» **WHAT YOU WILL DO**
Repeat the data word for word and skip the pictures.

» **Dataset items**
○ ○ ○ ○ ○ ○ ○
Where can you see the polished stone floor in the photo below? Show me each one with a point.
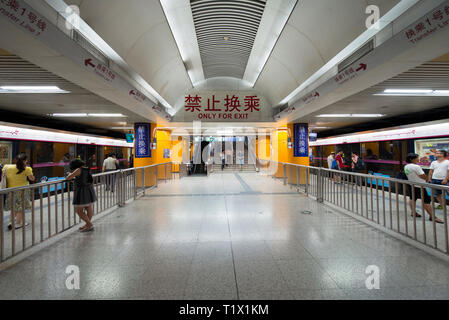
(227, 236)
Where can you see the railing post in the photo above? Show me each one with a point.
(319, 196)
(134, 183)
(298, 180)
(285, 174)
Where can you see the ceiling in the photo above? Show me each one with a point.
(222, 37)
(17, 71)
(226, 31)
(431, 75)
(309, 39)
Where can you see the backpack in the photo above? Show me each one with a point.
(334, 164)
(401, 175)
(360, 165)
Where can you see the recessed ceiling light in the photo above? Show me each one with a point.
(408, 91)
(351, 115)
(31, 89)
(77, 115)
(107, 115)
(414, 93)
(442, 92)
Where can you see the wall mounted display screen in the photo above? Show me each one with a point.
(426, 149)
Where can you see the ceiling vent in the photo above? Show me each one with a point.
(359, 54)
(226, 31)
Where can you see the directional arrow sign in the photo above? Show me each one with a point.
(88, 62)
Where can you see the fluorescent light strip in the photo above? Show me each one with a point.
(408, 91)
(274, 19)
(351, 115)
(414, 93)
(390, 16)
(106, 115)
(31, 89)
(67, 115)
(81, 115)
(60, 6)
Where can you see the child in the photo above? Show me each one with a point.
(84, 195)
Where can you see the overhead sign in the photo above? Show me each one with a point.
(434, 130)
(300, 140)
(142, 140)
(223, 106)
(16, 133)
(425, 27)
(19, 13)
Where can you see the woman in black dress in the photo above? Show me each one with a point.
(84, 195)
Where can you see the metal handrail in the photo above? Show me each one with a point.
○ ○ ○ ○ ○ ○ ○
» **YOUR SOLUTION**
Where can you see the polished stone floor in the photo below? Show me each one with a point.
(227, 236)
Where can you see the railing post in the photo above? Show me each one with a point.
(319, 196)
(134, 183)
(298, 180)
(285, 174)
Where can you see the ceiling in the photo above? Show me each one with a point.
(222, 37)
(17, 71)
(226, 31)
(431, 75)
(309, 39)
Where can you see the backpack in the photo above? Show me each one with a point.
(334, 164)
(401, 175)
(360, 165)
Where can you see the recessed ceiling light in the photo above? Show me each one with a point.
(408, 91)
(351, 115)
(31, 89)
(77, 115)
(107, 115)
(414, 93)
(442, 92)
Where can you see the wall mounted display screen in the photo above? Show me each one with a point.
(426, 149)
Where can you see the ceiling vent in the photo above? Show me each one with a point.
(359, 54)
(226, 31)
Where can you see the directional arrow sign in the photo above? Show me each one with a point.
(88, 62)
Where can you see the fluorescent light strip in the photo above? Show me each one with a point.
(408, 91)
(274, 19)
(351, 115)
(414, 93)
(390, 16)
(106, 115)
(31, 89)
(67, 115)
(81, 115)
(60, 6)
Where can you see the child in the photo above? Show me each one with a point.
(84, 195)
Where can you see the overhead sign in the photo above? Show me each one with a point.
(434, 130)
(300, 140)
(142, 140)
(223, 106)
(16, 133)
(425, 27)
(19, 13)
Where can you see the woman in black dress in the photo above? Show me each one with a point.
(84, 195)
Where can you see the metal handrail in the photo above? Show me each one with a point.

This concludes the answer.